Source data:

++++++++++

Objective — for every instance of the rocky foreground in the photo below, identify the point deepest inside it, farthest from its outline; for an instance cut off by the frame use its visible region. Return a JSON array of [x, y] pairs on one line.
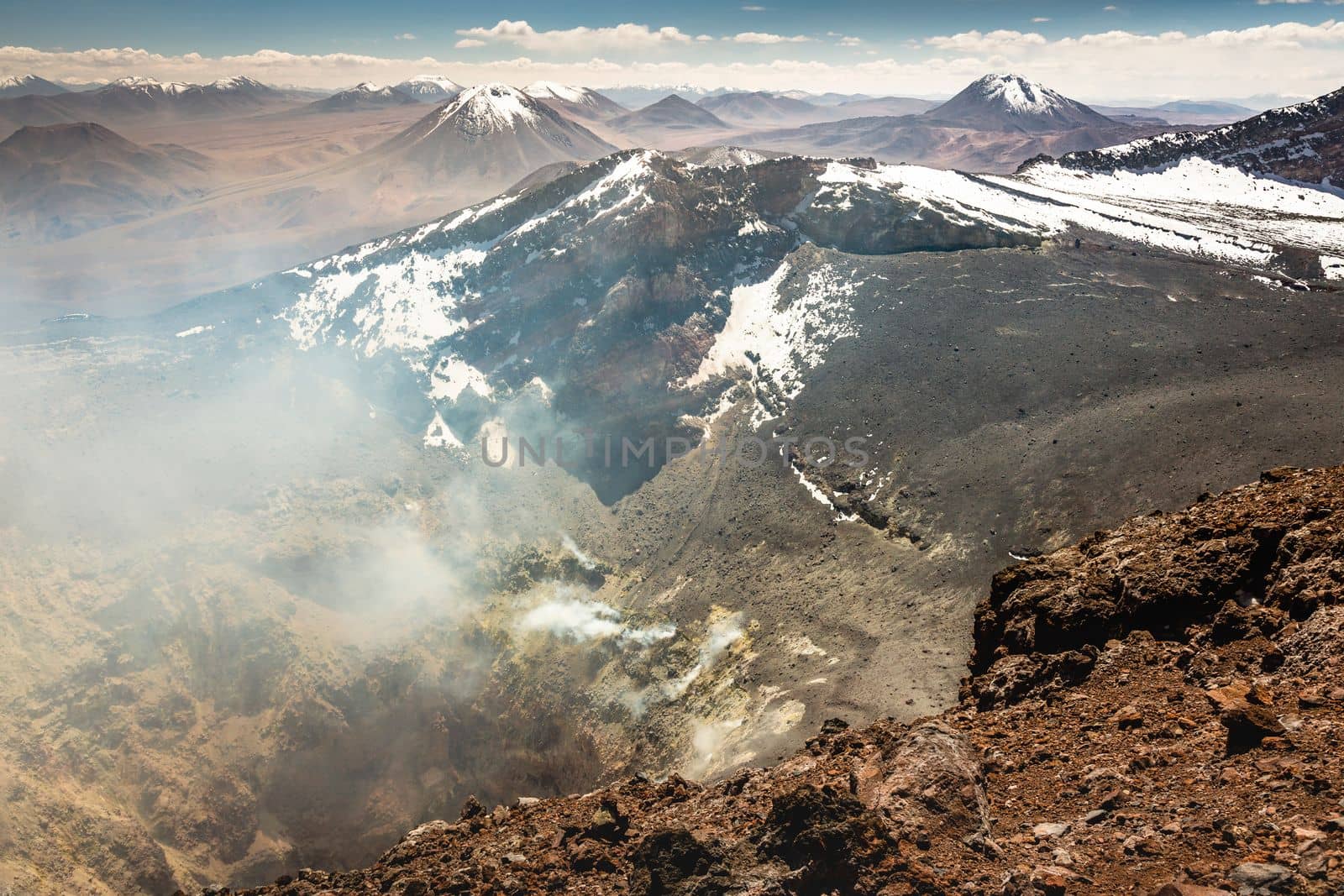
[[1156, 710]]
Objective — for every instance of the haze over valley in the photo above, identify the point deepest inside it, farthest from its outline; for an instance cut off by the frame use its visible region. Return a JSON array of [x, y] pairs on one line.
[[750, 454]]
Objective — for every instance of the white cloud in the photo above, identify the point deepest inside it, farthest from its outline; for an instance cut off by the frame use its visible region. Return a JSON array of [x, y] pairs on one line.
[[1092, 67], [991, 42], [756, 36], [581, 39]]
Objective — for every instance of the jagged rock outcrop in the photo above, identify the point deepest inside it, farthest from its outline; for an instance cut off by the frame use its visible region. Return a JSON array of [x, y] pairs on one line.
[[1153, 711], [1297, 143]]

++++++++++

Work instructions ▸ Find the line that contains "Objective — for every instance of the jagged" in the data above. Reproduce it and every later line exactly, through the last one.

Output ▸
Objective — for every instance of the jagged rock outcrop in the photo above, identify the point deepest inside it, farthest from its outline; for an instance cut off by the frame use its visible region. Return a JSON array of [x, y] pairs on one line.
[[1153, 711], [1297, 143]]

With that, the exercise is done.